PROBLEM TO WORK ON:
Scan the entries for the word "sign" and return every line that has it.

= = = = =

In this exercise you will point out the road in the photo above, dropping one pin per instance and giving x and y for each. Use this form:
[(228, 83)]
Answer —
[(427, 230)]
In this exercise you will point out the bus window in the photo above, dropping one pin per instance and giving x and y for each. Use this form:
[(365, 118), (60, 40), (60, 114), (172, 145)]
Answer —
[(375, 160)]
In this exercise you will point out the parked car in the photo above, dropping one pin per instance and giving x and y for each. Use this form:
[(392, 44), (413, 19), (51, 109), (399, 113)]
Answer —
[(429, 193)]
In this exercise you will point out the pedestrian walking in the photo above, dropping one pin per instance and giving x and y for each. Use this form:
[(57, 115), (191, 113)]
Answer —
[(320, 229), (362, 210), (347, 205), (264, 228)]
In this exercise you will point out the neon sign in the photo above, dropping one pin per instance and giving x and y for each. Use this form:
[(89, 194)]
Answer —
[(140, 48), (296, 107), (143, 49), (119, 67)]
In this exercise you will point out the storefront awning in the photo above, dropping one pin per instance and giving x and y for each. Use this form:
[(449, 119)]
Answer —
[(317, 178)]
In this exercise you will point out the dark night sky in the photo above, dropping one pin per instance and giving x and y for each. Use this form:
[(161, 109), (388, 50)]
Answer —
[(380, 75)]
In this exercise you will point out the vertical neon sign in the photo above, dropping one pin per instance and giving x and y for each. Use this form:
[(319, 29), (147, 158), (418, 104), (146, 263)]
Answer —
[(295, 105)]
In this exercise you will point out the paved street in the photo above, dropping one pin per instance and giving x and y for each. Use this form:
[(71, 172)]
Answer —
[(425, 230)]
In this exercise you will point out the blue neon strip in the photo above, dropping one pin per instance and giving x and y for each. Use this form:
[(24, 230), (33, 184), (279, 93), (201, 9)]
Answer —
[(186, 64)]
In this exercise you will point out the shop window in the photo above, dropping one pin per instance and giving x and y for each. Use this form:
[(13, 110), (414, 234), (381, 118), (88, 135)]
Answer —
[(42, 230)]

= = = = =

ANSWER TO THIS EXERCISE:
In this exercise you will point out the neon sign in the photo above, dropping one pin per instance and giving x and y for each. Use this form:
In this exercise you will point out the vertical neon sign in the photo above, dropping one pin per instance and giving x and y for each. Use this form:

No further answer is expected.